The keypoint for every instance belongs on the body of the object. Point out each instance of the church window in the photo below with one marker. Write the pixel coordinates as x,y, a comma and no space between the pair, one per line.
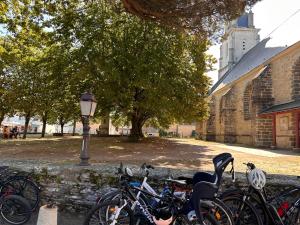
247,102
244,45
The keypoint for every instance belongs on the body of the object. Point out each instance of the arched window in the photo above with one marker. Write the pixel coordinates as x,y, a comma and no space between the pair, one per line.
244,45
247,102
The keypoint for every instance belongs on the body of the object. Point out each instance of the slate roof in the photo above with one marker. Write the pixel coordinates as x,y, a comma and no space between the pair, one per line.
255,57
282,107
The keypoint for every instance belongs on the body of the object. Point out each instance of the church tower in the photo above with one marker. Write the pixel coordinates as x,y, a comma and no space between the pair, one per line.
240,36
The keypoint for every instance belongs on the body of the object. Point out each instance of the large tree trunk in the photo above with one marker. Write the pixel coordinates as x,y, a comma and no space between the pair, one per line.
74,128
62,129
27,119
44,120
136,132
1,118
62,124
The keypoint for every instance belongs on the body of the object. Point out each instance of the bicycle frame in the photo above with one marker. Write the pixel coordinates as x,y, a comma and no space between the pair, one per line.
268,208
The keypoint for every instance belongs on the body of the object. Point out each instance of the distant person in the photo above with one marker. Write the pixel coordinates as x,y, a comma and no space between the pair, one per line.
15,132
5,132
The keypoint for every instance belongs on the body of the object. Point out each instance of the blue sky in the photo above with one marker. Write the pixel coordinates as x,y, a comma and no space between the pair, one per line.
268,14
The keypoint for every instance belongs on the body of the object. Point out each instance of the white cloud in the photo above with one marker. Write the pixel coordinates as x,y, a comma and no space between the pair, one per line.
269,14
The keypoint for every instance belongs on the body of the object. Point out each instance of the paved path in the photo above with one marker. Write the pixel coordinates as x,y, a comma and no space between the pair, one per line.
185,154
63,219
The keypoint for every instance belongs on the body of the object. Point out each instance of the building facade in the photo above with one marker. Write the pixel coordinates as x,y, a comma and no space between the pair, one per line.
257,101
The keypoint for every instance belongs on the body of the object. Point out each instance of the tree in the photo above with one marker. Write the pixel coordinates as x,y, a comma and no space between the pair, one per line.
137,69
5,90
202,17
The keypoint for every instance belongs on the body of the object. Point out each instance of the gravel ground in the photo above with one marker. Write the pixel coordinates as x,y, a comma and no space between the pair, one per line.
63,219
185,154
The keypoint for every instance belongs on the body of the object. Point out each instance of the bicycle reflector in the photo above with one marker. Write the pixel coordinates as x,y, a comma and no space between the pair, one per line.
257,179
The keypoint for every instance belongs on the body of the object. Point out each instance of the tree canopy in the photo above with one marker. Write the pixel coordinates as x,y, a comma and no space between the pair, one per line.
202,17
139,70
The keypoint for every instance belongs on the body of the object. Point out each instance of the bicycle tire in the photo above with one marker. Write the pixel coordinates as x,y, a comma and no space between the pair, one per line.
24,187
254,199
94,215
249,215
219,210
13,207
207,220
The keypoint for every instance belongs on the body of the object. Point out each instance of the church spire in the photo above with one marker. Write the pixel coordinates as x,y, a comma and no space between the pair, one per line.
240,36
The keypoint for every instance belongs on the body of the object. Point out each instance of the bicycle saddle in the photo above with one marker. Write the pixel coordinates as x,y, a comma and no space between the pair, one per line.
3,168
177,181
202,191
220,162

---

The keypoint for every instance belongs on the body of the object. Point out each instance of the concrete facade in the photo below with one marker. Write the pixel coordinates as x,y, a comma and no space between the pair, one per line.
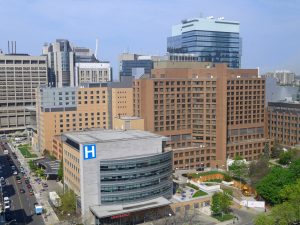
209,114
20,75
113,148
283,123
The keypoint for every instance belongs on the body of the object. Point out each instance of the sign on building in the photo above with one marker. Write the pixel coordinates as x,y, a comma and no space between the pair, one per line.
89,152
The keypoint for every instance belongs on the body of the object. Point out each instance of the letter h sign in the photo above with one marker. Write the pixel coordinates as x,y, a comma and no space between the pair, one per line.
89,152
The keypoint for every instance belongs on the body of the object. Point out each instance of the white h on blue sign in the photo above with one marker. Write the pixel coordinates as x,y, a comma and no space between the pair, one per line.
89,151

■ Aim of the task:
Please pull out every line of the material above that contains the word "tree", copying each one in full.

■ Worked solution:
The keypoint for every instance belongs on the body of the object. Point out each instance of the large tree trunk in the photo above with one marker. Write the pixel coordinates as x,y, a comma and no space between the pair, one per line.
The keypoint for every instance belongs on the body of the object. Point out each instance of the tree in the photo above with one marker. Write the pixel coordinates as x,y, a comma and no space between the pair, one per line.
The keypoint for every instance belongs on the body of the object. Point out each instance of the tree canopy in the photo above with one marker. Write the pixel coordinates as x,y, a comma and no space between the pair, one per line.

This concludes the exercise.